Your instructions: Leave out the pictures and copy every record exactly.

▼

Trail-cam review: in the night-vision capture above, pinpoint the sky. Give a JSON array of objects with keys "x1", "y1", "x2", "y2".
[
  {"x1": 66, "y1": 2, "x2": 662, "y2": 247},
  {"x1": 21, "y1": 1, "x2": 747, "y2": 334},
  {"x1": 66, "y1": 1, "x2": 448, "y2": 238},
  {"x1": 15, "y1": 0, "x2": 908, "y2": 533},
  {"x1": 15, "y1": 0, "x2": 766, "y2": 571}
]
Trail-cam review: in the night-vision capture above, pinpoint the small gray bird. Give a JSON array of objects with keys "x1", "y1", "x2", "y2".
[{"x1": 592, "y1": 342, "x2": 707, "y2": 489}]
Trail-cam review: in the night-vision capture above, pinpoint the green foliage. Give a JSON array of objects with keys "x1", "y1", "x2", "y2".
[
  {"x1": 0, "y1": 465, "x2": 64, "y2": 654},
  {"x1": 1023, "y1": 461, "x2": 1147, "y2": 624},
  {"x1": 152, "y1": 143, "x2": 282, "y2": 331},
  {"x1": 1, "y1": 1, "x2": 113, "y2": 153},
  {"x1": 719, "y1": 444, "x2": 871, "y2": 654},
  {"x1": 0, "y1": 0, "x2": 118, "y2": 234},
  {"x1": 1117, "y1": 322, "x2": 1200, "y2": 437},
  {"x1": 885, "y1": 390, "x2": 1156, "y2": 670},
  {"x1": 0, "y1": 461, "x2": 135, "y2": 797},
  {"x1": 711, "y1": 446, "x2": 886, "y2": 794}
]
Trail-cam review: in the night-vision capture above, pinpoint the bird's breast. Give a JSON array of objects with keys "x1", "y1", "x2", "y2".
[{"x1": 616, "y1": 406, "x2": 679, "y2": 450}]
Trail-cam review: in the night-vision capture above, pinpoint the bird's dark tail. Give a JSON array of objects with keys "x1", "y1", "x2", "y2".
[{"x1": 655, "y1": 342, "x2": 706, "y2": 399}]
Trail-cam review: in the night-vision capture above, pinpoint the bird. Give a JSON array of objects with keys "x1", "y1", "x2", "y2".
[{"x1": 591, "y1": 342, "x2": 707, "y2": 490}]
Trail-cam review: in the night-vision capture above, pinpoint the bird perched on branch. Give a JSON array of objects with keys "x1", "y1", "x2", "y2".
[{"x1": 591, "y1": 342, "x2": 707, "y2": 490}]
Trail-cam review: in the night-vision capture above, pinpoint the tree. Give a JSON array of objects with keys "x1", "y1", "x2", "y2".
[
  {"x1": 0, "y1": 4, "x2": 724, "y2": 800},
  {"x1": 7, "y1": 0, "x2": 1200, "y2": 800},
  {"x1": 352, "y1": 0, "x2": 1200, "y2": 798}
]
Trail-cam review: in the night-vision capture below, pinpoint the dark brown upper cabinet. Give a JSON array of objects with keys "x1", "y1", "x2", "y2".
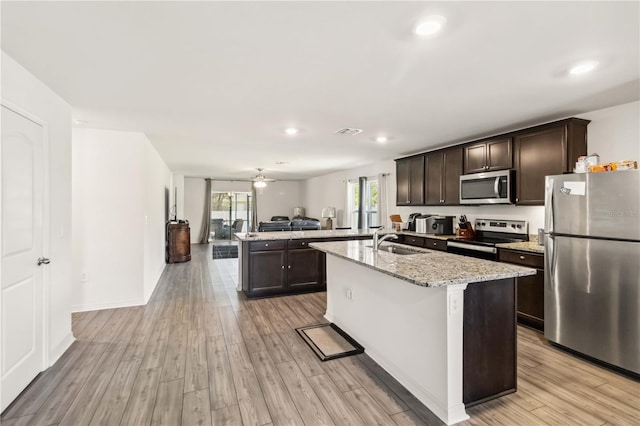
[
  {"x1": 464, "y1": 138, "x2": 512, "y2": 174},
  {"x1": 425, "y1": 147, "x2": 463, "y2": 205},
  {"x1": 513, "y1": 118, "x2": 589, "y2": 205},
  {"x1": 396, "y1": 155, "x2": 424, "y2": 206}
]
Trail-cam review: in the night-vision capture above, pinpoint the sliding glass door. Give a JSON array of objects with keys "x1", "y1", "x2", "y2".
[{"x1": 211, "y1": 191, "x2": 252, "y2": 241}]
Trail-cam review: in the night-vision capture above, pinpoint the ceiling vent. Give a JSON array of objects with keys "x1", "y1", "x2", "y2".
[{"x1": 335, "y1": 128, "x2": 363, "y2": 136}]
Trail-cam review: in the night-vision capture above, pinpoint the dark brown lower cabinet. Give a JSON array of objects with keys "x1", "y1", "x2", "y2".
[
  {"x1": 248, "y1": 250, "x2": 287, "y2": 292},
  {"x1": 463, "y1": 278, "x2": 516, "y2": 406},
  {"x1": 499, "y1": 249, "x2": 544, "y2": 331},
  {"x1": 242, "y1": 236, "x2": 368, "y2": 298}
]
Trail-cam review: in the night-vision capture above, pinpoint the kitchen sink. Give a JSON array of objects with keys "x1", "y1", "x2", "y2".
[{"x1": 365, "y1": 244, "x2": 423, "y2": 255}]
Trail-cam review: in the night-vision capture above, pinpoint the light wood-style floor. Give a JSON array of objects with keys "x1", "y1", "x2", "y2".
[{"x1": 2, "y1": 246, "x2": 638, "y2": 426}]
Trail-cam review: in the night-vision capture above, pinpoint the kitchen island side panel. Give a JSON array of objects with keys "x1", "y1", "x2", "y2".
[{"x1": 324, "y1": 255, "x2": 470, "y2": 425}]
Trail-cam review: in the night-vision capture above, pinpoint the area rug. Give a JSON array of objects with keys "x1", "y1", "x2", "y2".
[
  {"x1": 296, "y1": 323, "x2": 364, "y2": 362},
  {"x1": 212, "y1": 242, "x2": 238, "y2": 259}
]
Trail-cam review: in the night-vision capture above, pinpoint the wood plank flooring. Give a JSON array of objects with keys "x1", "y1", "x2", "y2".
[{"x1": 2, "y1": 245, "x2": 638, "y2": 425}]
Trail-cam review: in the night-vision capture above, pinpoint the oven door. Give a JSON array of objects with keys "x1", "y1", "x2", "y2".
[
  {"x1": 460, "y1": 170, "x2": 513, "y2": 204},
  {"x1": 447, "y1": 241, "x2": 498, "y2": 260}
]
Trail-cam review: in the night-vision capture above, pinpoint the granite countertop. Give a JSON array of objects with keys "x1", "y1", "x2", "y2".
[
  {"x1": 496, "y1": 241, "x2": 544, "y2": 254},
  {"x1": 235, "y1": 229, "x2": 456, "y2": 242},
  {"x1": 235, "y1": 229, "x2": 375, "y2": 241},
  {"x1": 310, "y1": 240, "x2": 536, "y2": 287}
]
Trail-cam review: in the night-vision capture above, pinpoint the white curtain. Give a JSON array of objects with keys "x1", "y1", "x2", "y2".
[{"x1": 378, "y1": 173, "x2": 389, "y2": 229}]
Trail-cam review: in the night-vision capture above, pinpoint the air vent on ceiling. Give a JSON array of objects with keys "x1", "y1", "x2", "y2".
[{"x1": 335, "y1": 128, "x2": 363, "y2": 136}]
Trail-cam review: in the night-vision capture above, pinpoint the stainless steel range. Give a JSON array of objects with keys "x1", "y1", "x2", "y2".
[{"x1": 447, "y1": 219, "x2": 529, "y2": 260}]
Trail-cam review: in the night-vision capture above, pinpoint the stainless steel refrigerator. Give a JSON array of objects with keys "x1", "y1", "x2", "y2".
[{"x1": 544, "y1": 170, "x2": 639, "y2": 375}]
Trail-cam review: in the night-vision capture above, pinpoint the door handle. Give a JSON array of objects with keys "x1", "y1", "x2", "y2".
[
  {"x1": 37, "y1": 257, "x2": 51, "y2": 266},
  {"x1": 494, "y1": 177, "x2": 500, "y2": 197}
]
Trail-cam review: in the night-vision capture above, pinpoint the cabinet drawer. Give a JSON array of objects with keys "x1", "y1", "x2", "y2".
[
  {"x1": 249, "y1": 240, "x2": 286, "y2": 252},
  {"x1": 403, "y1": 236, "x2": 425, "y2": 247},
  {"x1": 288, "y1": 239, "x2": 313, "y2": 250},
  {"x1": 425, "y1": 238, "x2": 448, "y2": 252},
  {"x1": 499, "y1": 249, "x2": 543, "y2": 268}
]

▲

Answer to the exercise:
Trail-cam review: in the night-vision capture above, pinpoint the sky. Give a JSON array of objects with keys "x1", "y1", "x2", "y2".
[
  {"x1": 66, "y1": 2, "x2": 662, "y2": 247},
  {"x1": 21, "y1": 1, "x2": 747, "y2": 334},
  {"x1": 66, "y1": 1, "x2": 448, "y2": 238},
  {"x1": 15, "y1": 0, "x2": 908, "y2": 533},
  {"x1": 15, "y1": 0, "x2": 766, "y2": 571}
]
Trail-cam review: in the night-vision capture above, pinpoint the small gray bird. Give a JSON array of objects with keys "x1", "y1", "x2", "y2".
[{"x1": 592, "y1": 342, "x2": 707, "y2": 489}]
Trail-cam review: in the night-vision capture above, pinpoint the green foliage. Give a JSON array of objects with keys "x1", "y1", "x2", "y2".
[
  {"x1": 0, "y1": 465, "x2": 64, "y2": 654},
  {"x1": 1023, "y1": 461, "x2": 1147, "y2": 624},
  {"x1": 152, "y1": 143, "x2": 282, "y2": 331},
  {"x1": 1, "y1": 1, "x2": 113, "y2": 153},
  {"x1": 719, "y1": 444, "x2": 871, "y2": 654},
  {"x1": 0, "y1": 0, "x2": 118, "y2": 234},
  {"x1": 1117, "y1": 322, "x2": 1200, "y2": 437},
  {"x1": 885, "y1": 390, "x2": 1156, "y2": 670},
  {"x1": 0, "y1": 461, "x2": 135, "y2": 797},
  {"x1": 711, "y1": 446, "x2": 886, "y2": 794}
]
Trail-cam review: in the night-vision capture above, pinpoint the bird's breast. Give a JSON array of objects with keys "x1", "y1", "x2", "y2".
[{"x1": 616, "y1": 406, "x2": 679, "y2": 450}]
Trail-cam review: in the night-vision capture above, pinpoint the bird's dark tail. Give a JSON array of objects with keys "x1", "y1", "x2", "y2".
[{"x1": 655, "y1": 342, "x2": 706, "y2": 399}]
Trail-cam review: in the night-vision capture above, pinpoint the bird. Give a JSON array of objects with keys "x1", "y1", "x2", "y2".
[{"x1": 591, "y1": 342, "x2": 707, "y2": 490}]
Trail-cam review: in the night-vision capture above, pinpoint the bird perched on branch. Give a JSON array of objects with keys "x1", "y1", "x2", "y2".
[{"x1": 591, "y1": 342, "x2": 707, "y2": 490}]
Trail-cam review: in the night-vision capture above, pinpoint the tree. Give a JSON array of objects with keys "x1", "y1", "x2", "y2".
[
  {"x1": 0, "y1": 4, "x2": 724, "y2": 800},
  {"x1": 7, "y1": 0, "x2": 1200, "y2": 800},
  {"x1": 352, "y1": 0, "x2": 1200, "y2": 798}
]
Trail-cam review: in the night-vision capture below, pinpoint the dark brown upper cabinet. Give a JSON array of objects with keys "x1", "y1", "x2", "y2".
[
  {"x1": 464, "y1": 138, "x2": 512, "y2": 174},
  {"x1": 425, "y1": 147, "x2": 463, "y2": 205},
  {"x1": 513, "y1": 118, "x2": 589, "y2": 205},
  {"x1": 396, "y1": 155, "x2": 424, "y2": 206}
]
Trail-cam review: in the night-vision capture above, pinpoint the sliding glass door. Give a JSON array of objects with keys "x1", "y1", "x2", "y2".
[{"x1": 211, "y1": 191, "x2": 252, "y2": 241}]
Trail-cam review: in the night-vision capture above, pinpoint the ceiling vent. Give a JSON array of objects with keys "x1", "y1", "x2", "y2".
[{"x1": 335, "y1": 128, "x2": 363, "y2": 136}]
Trail-cam review: in the night-vision capture above, pinpoint the dark brown lower cabinet. Give a JSON array of objects with keys "x1", "y1", "x2", "y2".
[
  {"x1": 248, "y1": 250, "x2": 287, "y2": 292},
  {"x1": 463, "y1": 278, "x2": 516, "y2": 406},
  {"x1": 499, "y1": 249, "x2": 544, "y2": 331},
  {"x1": 242, "y1": 236, "x2": 368, "y2": 298}
]
Trail-cam review: in the night-vision capture above, pinpoint the kitchen sink. Give a JSON array of objects with keys "x1", "y1", "x2", "y2".
[{"x1": 365, "y1": 244, "x2": 423, "y2": 255}]
Trail-cam review: in the night-vision capture above, pinpoint the light wood-style floor. Give a JSON array of objects with keys "x1", "y1", "x2", "y2".
[{"x1": 2, "y1": 246, "x2": 638, "y2": 426}]
Trail-cam review: in the night-vision capture above, pinpoint the kitchen island side panel. Give a JSON array of objects with keys "x1", "y1", "x2", "y2".
[{"x1": 324, "y1": 255, "x2": 470, "y2": 425}]
Trail-cam review: in the night-vision capture above, pinpoint the area rug. Give a JSON array of objects with keys "x1", "y1", "x2", "y2".
[
  {"x1": 296, "y1": 323, "x2": 364, "y2": 362},
  {"x1": 212, "y1": 242, "x2": 238, "y2": 259}
]
Trail-cam review: in the night-vision capture above, pinpoint the wood plank flooring. Give a JSON array of objects with keys "x1", "y1", "x2", "y2".
[{"x1": 2, "y1": 245, "x2": 638, "y2": 425}]
Trail-cam review: in the night-vision capture above, pinpoint the oven door. Give a JSON array of objects with keys "x1", "y1", "x2", "y2".
[
  {"x1": 460, "y1": 170, "x2": 513, "y2": 204},
  {"x1": 447, "y1": 241, "x2": 498, "y2": 260}
]
Trail-cam review: in the night-vision capture above, pinpoint the granite countertop. Give a JSON array of objects with keys "x1", "y1", "x2", "y2".
[
  {"x1": 496, "y1": 241, "x2": 544, "y2": 254},
  {"x1": 235, "y1": 229, "x2": 456, "y2": 242},
  {"x1": 235, "y1": 229, "x2": 375, "y2": 241},
  {"x1": 310, "y1": 240, "x2": 536, "y2": 287}
]
Trail-cam review: in the night-vision capture above, pinpoint the white curtain. Give a JSON array of objects with keys "x1", "y1", "x2", "y2".
[{"x1": 378, "y1": 173, "x2": 389, "y2": 229}]
Trail-cam review: in the night-vision capture above, pinpoint the air vent on ceiling. Give a JSON array of objects with keys "x1", "y1", "x2", "y2".
[{"x1": 335, "y1": 128, "x2": 363, "y2": 136}]
Trail-cam review: in the night-vision capture above, pinpoint the stainless steel range. Give a JSON array of objects with keys "x1", "y1", "x2", "y2".
[{"x1": 447, "y1": 219, "x2": 529, "y2": 260}]
Trail-cam review: in the night-vision capture above, pinpoint the stainless steel refrigerator. Give a JSON array of objects with keys "x1", "y1", "x2", "y2".
[{"x1": 544, "y1": 170, "x2": 639, "y2": 375}]
Trail-cam review: in the night-vision capture above, pinpoint the door handle. Give a JSON array of objects with keys "x1", "y1", "x2", "y2".
[
  {"x1": 37, "y1": 257, "x2": 51, "y2": 266},
  {"x1": 494, "y1": 177, "x2": 500, "y2": 197}
]
Trail-cam review: in the night-vision capture above, pinpoint the cabinet drawer. Give a JSON array of objects with keys "x1", "y1", "x2", "y2".
[
  {"x1": 249, "y1": 240, "x2": 286, "y2": 252},
  {"x1": 403, "y1": 236, "x2": 425, "y2": 247},
  {"x1": 288, "y1": 239, "x2": 313, "y2": 250},
  {"x1": 425, "y1": 238, "x2": 448, "y2": 252},
  {"x1": 499, "y1": 249, "x2": 543, "y2": 268}
]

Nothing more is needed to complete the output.